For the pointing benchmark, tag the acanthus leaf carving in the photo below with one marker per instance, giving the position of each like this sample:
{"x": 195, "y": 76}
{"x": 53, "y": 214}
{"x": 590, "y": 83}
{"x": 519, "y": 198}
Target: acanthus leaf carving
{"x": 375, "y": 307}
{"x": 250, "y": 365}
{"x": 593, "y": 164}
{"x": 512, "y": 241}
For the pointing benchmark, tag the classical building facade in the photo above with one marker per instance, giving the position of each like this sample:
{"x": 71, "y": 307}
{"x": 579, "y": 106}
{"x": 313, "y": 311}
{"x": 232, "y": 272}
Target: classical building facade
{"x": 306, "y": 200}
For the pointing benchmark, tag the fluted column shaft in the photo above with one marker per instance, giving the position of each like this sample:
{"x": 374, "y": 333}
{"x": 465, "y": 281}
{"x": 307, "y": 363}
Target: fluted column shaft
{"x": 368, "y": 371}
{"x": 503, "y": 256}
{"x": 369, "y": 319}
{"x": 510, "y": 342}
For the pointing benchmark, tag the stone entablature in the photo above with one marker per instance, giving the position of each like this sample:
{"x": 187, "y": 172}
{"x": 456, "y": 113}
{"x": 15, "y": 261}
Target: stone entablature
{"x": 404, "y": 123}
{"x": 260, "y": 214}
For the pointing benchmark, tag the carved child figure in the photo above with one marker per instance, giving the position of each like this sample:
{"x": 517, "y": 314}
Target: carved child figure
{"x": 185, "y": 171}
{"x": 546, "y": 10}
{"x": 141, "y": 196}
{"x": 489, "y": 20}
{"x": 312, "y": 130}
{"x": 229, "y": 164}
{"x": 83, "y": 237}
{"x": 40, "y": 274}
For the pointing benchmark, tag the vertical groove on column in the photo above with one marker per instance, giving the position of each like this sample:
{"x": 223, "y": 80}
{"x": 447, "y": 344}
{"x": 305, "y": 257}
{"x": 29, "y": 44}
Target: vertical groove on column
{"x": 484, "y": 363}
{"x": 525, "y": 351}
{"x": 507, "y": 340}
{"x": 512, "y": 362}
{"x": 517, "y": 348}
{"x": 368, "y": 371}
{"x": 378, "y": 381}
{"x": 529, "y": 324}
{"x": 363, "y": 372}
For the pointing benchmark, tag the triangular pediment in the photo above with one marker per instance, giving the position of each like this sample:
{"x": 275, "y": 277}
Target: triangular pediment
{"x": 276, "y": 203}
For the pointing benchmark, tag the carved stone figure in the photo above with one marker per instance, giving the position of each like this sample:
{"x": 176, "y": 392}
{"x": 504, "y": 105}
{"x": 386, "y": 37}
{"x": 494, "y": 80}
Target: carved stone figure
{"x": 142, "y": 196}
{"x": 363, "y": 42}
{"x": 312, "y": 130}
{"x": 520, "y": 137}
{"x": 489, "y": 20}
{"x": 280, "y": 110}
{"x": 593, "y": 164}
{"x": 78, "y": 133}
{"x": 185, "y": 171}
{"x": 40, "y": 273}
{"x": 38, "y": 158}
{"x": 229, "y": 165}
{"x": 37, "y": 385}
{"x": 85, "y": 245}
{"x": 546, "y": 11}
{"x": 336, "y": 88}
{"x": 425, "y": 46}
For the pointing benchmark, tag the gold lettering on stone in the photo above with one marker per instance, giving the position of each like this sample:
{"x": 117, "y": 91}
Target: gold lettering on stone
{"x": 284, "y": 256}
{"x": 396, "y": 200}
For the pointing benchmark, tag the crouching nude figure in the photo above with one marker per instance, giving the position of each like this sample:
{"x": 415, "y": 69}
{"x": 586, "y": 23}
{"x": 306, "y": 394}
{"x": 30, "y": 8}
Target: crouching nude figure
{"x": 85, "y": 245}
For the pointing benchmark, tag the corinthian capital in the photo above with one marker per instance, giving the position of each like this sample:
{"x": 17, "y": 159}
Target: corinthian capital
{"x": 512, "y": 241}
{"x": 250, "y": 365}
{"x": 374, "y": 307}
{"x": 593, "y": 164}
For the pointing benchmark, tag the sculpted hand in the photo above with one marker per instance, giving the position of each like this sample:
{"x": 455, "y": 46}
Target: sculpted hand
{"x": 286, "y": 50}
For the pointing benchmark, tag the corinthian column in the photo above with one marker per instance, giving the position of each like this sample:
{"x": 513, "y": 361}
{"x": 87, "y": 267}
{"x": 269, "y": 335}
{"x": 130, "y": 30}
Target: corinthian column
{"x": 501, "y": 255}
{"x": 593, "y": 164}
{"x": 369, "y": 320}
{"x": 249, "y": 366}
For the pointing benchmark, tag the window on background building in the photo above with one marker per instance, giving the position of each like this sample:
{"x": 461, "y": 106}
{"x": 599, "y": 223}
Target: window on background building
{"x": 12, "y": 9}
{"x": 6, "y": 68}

—————

◆ DESCRIPTION OF THE TASK: Put every line above into a numbered list, omitting any blank lines.

◆ PROBLEM SOLUTION:
1. For the pointing benchmark, tag the acanthus leaf carving in the photo below with one marker per instance, giving the position of each like this sample:
2. {"x": 195, "y": 76}
3. {"x": 53, "y": 214}
4. {"x": 590, "y": 83}
5. {"x": 519, "y": 198}
6. Target: acanthus leaf carving
7. {"x": 375, "y": 307}
8. {"x": 250, "y": 365}
9. {"x": 593, "y": 164}
10. {"x": 512, "y": 241}
11. For the pointing benchmark, tag the classical building facade in the photo above with one marker per instance, giving the position of each like this sample:
12. {"x": 71, "y": 307}
13. {"x": 579, "y": 106}
14. {"x": 313, "y": 311}
15. {"x": 232, "y": 272}
16. Target: classical building facade
17. {"x": 306, "y": 200}
18. For the pointing benchmark, tag the fluted column shaft in the photo above with one marker per instance, giving the position of each like this sample:
19. {"x": 374, "y": 333}
20. {"x": 465, "y": 281}
21. {"x": 307, "y": 363}
22. Target: fluted column shaft
23. {"x": 368, "y": 371}
24. {"x": 503, "y": 256}
25. {"x": 369, "y": 319}
26. {"x": 510, "y": 342}
27. For the pointing benchmark, tag the stone entablature in the photo above with one marker per instance, giving the position of each like this sample:
28. {"x": 187, "y": 172}
29. {"x": 456, "y": 113}
30. {"x": 15, "y": 261}
31. Target: stone entablature
32. {"x": 404, "y": 123}
33. {"x": 260, "y": 214}
34. For the pointing benchmark, tag the carved child figure in the photo above with one marker per instance, giving the position of each like this sample:
35. {"x": 517, "y": 314}
36. Target: carved child figure
37. {"x": 185, "y": 171}
38. {"x": 546, "y": 10}
39. {"x": 141, "y": 196}
40. {"x": 489, "y": 20}
41. {"x": 312, "y": 130}
42. {"x": 229, "y": 164}
43. {"x": 83, "y": 237}
44. {"x": 40, "y": 274}
45. For the pointing benchmark, tag the vertical groove on column in the photo above with one marker per instance, giving the position of each like this sample:
46. {"x": 223, "y": 80}
47. {"x": 447, "y": 344}
48. {"x": 305, "y": 257}
49. {"x": 29, "y": 44}
50. Target: vertical groove on column
51. {"x": 484, "y": 363}
52. {"x": 525, "y": 351}
53. {"x": 507, "y": 340}
54. {"x": 512, "y": 362}
55. {"x": 517, "y": 348}
56. {"x": 368, "y": 371}
57. {"x": 378, "y": 381}
58. {"x": 529, "y": 324}
59. {"x": 363, "y": 372}
60. For the pointing benchmark, tag the triangular pediment in the photo above with one marker per instance, giving the position of each like this sample:
61. {"x": 275, "y": 277}
62. Target: triangular pediment
63. {"x": 276, "y": 203}
64. For the pointing benchmark, tag the carved stone figure in the photo above with one marker per instance, giving the position of each like this sample:
65. {"x": 176, "y": 392}
66. {"x": 504, "y": 105}
67. {"x": 386, "y": 37}
68. {"x": 494, "y": 80}
69. Target: carved stone figure
70. {"x": 142, "y": 196}
71. {"x": 363, "y": 42}
72. {"x": 312, "y": 130}
73. {"x": 520, "y": 137}
74. {"x": 489, "y": 20}
75. {"x": 280, "y": 110}
76. {"x": 593, "y": 164}
77. {"x": 78, "y": 133}
78. {"x": 185, "y": 171}
79. {"x": 40, "y": 273}
80. {"x": 38, "y": 158}
81. {"x": 229, "y": 165}
82. {"x": 37, "y": 385}
83. {"x": 85, "y": 245}
84. {"x": 546, "y": 11}
85. {"x": 336, "y": 88}
86. {"x": 425, "y": 46}
87. For the pointing benchmark, tag the gold lettering on stone in the photo above with one marker per instance, giving the position of each like this sample:
88. {"x": 117, "y": 91}
89. Target: gold lettering on stone
90. {"x": 284, "y": 256}
91. {"x": 396, "y": 200}
92. For the pointing benchmark, tag the crouching nude figure in the photo above with one marker per instance, giving the position of each like this sample:
93. {"x": 415, "y": 69}
94. {"x": 586, "y": 23}
95. {"x": 306, "y": 394}
96. {"x": 30, "y": 8}
97. Target: crouching nude figure
98. {"x": 85, "y": 245}
99. For the pointing benchmark, tag the corinthian capital in the photo above with one marker per instance, giving the position of each like this sample:
100. {"x": 17, "y": 159}
101. Target: corinthian capital
102. {"x": 512, "y": 241}
103. {"x": 250, "y": 365}
104. {"x": 374, "y": 307}
105. {"x": 593, "y": 164}
106. For the pointing benchmark, tag the sculpted hand in the photo above with one marker per instance, giving the position of each like this sample:
107. {"x": 455, "y": 46}
108. Target: sculpted hand
109. {"x": 286, "y": 50}
110. For the pointing benchmark, tag the corinthian column in the photo above with one marker per instance, giving the position of each like this sample:
111. {"x": 513, "y": 361}
112. {"x": 87, "y": 267}
113. {"x": 269, "y": 335}
114. {"x": 130, "y": 30}
115. Target: corinthian column
116. {"x": 501, "y": 255}
117. {"x": 593, "y": 164}
118. {"x": 369, "y": 320}
119. {"x": 249, "y": 366}
120. For the pointing benchmark, tag the window on background building in the photo above with one marker per instance, giving the position of each like this sample:
121. {"x": 461, "y": 106}
122. {"x": 599, "y": 223}
123. Target: window on background building
124. {"x": 12, "y": 9}
125. {"x": 6, "y": 68}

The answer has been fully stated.